The data is to be transcribed in full, with nothing missed.

Stored records
- Opening Delimiter -

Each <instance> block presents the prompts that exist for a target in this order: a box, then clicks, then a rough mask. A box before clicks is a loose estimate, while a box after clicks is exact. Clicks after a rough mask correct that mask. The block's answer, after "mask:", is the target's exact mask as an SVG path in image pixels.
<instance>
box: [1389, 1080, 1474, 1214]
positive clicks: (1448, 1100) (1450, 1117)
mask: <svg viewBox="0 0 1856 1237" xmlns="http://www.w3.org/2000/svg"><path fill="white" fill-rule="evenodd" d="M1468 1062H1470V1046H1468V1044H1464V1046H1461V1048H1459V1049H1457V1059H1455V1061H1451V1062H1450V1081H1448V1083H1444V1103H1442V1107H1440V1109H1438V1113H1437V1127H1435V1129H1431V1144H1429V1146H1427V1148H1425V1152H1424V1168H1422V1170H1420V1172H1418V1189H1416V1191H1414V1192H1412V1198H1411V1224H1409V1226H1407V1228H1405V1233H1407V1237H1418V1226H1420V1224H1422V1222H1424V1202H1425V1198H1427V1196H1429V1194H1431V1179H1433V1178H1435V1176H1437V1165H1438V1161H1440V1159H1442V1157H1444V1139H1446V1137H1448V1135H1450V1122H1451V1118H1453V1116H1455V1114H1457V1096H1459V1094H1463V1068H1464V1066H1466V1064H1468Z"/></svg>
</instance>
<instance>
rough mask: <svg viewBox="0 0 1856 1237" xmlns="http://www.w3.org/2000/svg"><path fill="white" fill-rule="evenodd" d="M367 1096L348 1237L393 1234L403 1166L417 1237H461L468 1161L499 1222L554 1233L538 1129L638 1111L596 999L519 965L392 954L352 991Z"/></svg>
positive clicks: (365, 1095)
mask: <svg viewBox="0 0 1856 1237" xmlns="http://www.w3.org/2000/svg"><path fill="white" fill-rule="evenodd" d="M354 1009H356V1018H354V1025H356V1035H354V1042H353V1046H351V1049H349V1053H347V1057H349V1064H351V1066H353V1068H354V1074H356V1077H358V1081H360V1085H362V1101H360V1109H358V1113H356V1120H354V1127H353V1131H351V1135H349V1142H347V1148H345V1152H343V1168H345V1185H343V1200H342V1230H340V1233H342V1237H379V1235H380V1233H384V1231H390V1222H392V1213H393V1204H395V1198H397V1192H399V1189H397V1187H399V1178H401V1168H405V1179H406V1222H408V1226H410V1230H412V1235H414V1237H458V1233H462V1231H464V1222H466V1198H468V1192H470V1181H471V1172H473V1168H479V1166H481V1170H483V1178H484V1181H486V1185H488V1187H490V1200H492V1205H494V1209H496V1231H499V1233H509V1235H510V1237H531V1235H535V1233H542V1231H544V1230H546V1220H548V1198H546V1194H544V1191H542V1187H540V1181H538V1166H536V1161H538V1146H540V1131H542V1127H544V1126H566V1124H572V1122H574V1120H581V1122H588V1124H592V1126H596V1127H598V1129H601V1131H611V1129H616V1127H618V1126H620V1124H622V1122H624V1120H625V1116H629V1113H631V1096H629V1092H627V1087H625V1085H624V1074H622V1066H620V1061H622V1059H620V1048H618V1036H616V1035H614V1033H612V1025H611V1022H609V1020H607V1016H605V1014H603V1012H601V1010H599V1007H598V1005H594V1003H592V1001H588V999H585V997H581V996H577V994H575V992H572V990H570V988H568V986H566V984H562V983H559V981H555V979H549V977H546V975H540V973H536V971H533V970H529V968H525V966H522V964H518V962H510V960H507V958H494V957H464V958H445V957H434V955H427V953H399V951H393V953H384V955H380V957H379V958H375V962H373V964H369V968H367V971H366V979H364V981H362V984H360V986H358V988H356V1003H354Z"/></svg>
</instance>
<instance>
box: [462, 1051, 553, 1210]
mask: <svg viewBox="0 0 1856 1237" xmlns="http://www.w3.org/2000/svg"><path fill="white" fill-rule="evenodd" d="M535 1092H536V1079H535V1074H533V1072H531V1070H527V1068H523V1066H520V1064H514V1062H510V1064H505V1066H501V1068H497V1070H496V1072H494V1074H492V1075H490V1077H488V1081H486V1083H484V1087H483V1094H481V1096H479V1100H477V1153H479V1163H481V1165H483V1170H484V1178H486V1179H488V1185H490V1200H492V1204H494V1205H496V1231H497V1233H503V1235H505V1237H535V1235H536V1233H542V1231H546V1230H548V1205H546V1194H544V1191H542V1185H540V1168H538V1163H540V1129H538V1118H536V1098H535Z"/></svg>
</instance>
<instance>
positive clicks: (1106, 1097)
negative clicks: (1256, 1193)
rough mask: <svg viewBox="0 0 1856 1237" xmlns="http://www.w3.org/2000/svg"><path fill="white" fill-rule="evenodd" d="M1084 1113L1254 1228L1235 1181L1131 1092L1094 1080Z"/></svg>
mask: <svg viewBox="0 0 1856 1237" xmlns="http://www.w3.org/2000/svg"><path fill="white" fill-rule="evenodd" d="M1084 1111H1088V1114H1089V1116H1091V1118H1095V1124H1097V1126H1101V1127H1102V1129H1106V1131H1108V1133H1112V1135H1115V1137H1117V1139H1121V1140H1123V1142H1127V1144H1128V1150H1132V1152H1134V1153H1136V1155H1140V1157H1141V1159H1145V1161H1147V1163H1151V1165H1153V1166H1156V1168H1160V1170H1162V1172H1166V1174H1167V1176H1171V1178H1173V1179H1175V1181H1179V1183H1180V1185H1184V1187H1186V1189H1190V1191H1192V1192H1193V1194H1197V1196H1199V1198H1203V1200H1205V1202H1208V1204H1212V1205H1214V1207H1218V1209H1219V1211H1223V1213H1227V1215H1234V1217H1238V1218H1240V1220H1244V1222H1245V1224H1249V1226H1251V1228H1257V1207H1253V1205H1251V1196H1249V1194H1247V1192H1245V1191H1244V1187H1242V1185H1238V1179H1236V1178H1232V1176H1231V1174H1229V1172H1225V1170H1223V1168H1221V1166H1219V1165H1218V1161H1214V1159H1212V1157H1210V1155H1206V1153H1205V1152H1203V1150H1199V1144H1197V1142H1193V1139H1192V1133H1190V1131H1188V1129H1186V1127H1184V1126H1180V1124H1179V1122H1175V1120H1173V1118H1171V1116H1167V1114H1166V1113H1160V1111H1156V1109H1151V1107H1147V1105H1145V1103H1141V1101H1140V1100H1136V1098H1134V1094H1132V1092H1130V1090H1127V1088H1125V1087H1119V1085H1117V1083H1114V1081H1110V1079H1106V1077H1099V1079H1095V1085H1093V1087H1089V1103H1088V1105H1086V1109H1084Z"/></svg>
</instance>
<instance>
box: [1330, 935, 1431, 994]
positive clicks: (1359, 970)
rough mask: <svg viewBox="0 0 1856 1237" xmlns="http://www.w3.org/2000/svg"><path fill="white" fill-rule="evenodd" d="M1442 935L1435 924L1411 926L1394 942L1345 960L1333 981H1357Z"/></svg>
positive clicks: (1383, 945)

- Closing Delimiter -

### Result for this exercise
Each <instance> block presents the prompts that exist for a target in this order: a box, then clicks, then a rough mask. A box before clicks is a loose estimate, while a box after clicks is exact. Clicks after a rough mask correct that mask. The block's answer, after "mask:", is the target's exact mask as an SVG path in image pixels.
<instance>
box: [1389, 1080, 1474, 1214]
positive clicks: (1448, 1100) (1450, 1117)
mask: <svg viewBox="0 0 1856 1237" xmlns="http://www.w3.org/2000/svg"><path fill="white" fill-rule="evenodd" d="M1468 1062H1470V1046H1468V1044H1464V1046H1461V1048H1459V1049H1457V1059H1455V1061H1451V1062H1450V1081H1448V1083H1444V1103H1442V1107H1440V1109H1438V1113H1437V1127H1435V1129H1431V1144H1429V1146H1427V1148H1425V1152H1424V1168H1422V1170H1420V1172H1418V1189H1416V1191H1414V1192H1412V1198H1411V1224H1409V1226H1407V1228H1405V1233H1407V1237H1418V1226H1420V1224H1422V1222H1424V1202H1425V1198H1427V1196H1429V1194H1431V1179H1433V1178H1435V1176H1437V1165H1438V1161H1440V1159H1442V1157H1444V1139H1446V1137H1448V1135H1450V1122H1451V1118H1453V1116H1455V1114H1457V1096H1459V1094H1463V1068H1464V1066H1466V1064H1468Z"/></svg>
</instance>
<instance>
rough mask: <svg viewBox="0 0 1856 1237" xmlns="http://www.w3.org/2000/svg"><path fill="white" fill-rule="evenodd" d="M367 1096L348 1237L393 1234L403 1166L417 1237H461L468 1161L499 1222L554 1233L538 1129L638 1111L596 999L519 965L392 954L352 991Z"/></svg>
positive clicks: (365, 1095)
mask: <svg viewBox="0 0 1856 1237" xmlns="http://www.w3.org/2000/svg"><path fill="white" fill-rule="evenodd" d="M354 1009H356V1018H354V1025H356V1035H354V1042H353V1046H351V1049H349V1053H347V1057H349V1064H351V1066H353V1068H354V1074H356V1077H358V1081H360V1085H362V1101H360V1109H358V1113H356V1120H354V1127H353V1131H351V1135H349V1142H347V1148H345V1152H343V1168H345V1185H343V1200H342V1230H340V1233H342V1237H379V1235H380V1233H384V1231H390V1222H392V1213H393V1204H395V1198H397V1192H399V1189H397V1187H399V1178H401V1168H405V1179H406V1222H408V1226H410V1230H412V1235H414V1237H458V1233H462V1231H464V1222H466V1198H468V1192H470V1181H471V1172H473V1168H479V1166H481V1170H483V1178H484V1181H486V1185H488V1187H490V1200H492V1205H494V1209H496V1231H499V1233H509V1235H510V1237H531V1235H535V1233H542V1231H544V1230H546V1220H548V1198H546V1194H544V1191H542V1187H540V1181H538V1166H536V1161H538V1146H540V1131H542V1127H544V1126H566V1124H572V1122H574V1120H581V1122H588V1124H592V1126H596V1127H598V1129H601V1131H611V1129H616V1127H618V1126H620V1124H622V1122H624V1120H625V1116H629V1113H631V1096H629V1092H627V1087H625V1085H624V1074H622V1066H620V1061H622V1059H620V1048H618V1036H616V1035H614V1033H612V1025H611V1022H609V1020H607V1016H605V1014H603V1012H601V1010H599V1007H598V1005H594V1003H592V1001H588V999H585V997H581V996H577V994H575V992H572V990H570V988H568V986H566V984H562V983H559V981H555V979H549V977H546V975H540V973H536V971H533V970H529V968H525V966H522V964H518V962H510V960H507V958H494V957H464V958H445V957H434V955H427V953H399V951H393V953H384V955H380V957H379V958H375V962H373V964H369V968H367V971H366V979H364V981H362V984H360V986H358V988H356V1003H354Z"/></svg>
</instance>
<instance>
box: [462, 1051, 553, 1210]
mask: <svg viewBox="0 0 1856 1237" xmlns="http://www.w3.org/2000/svg"><path fill="white" fill-rule="evenodd" d="M535 1092H536V1079H535V1074H533V1072H531V1070H527V1068H523V1066H520V1064H514V1062H510V1064H505V1066H501V1068H497V1070H496V1072H494V1074H492V1075H490V1077H488V1081H486V1083H484V1087H483V1094H481V1096H479V1100H477V1153H479V1163H481V1165H483V1170H484V1178H486V1179H488V1185H490V1200H492V1204H494V1205H496V1231H497V1233H503V1235H505V1237H535V1235H536V1233H542V1231H546V1230H548V1205H546V1194H544V1191H542V1185H540V1168H538V1163H540V1129H538V1118H536V1098H535Z"/></svg>
</instance>
<instance>
positive clicks: (1106, 1097)
negative clicks: (1256, 1193)
rough mask: <svg viewBox="0 0 1856 1237" xmlns="http://www.w3.org/2000/svg"><path fill="white" fill-rule="evenodd" d="M1084 1113L1254 1228L1235 1181L1131 1092L1094 1080Z"/></svg>
mask: <svg viewBox="0 0 1856 1237" xmlns="http://www.w3.org/2000/svg"><path fill="white" fill-rule="evenodd" d="M1084 1111H1088V1114H1089V1116H1091V1118H1095V1124H1097V1126H1101V1127H1102V1129H1106V1131H1108V1133H1112V1135H1115V1137H1117V1139H1121V1140H1123V1142H1127V1144H1128V1150H1132V1152H1134V1153H1136V1155H1140V1157H1141V1159H1145V1161H1147V1163H1151V1165H1153V1166H1156V1168H1160V1170H1162V1172H1166V1174H1167V1176H1171V1178H1173V1179H1175V1181H1179V1183H1180V1185H1184V1187H1186V1189H1190V1191H1192V1192H1193V1194H1197V1196H1199V1198H1203V1200H1205V1202H1208V1204H1212V1205H1214V1207H1218V1209H1219V1211H1223V1213H1227V1215H1234V1217H1238V1218H1240V1220H1244V1222H1245V1224H1249V1226H1251V1228H1257V1207H1253V1205H1251V1196H1249V1194H1247V1192H1245V1191H1244V1187H1242V1185H1238V1179H1236V1178H1232V1176H1231V1174H1229V1172H1225V1170H1223V1168H1221V1166H1219V1165H1218V1161H1214V1159H1212V1157H1210V1155H1206V1153H1205V1152H1203V1150H1199V1144H1197V1142H1193V1139H1192V1133H1190V1131H1188V1129H1186V1127H1184V1126H1180V1124H1179V1122H1175V1120H1173V1118H1171V1116H1167V1114H1166V1113H1160V1111H1156V1109H1151V1107H1147V1105H1145V1103H1141V1101H1140V1100H1136V1098H1134V1094H1132V1092H1130V1090H1127V1088H1125V1087H1119V1085H1117V1083H1114V1081H1110V1079H1106V1077H1099V1079H1095V1085H1093V1087H1089V1103H1088V1105H1086V1109H1084Z"/></svg>
</instance>
<instance>
box: [1330, 935, 1431, 994]
positive clicks: (1359, 970)
rough mask: <svg viewBox="0 0 1856 1237" xmlns="http://www.w3.org/2000/svg"><path fill="white" fill-rule="evenodd" d="M1442 935L1435 924L1411 926L1394 942L1345 960L1333 981H1357Z"/></svg>
positive clicks: (1383, 945)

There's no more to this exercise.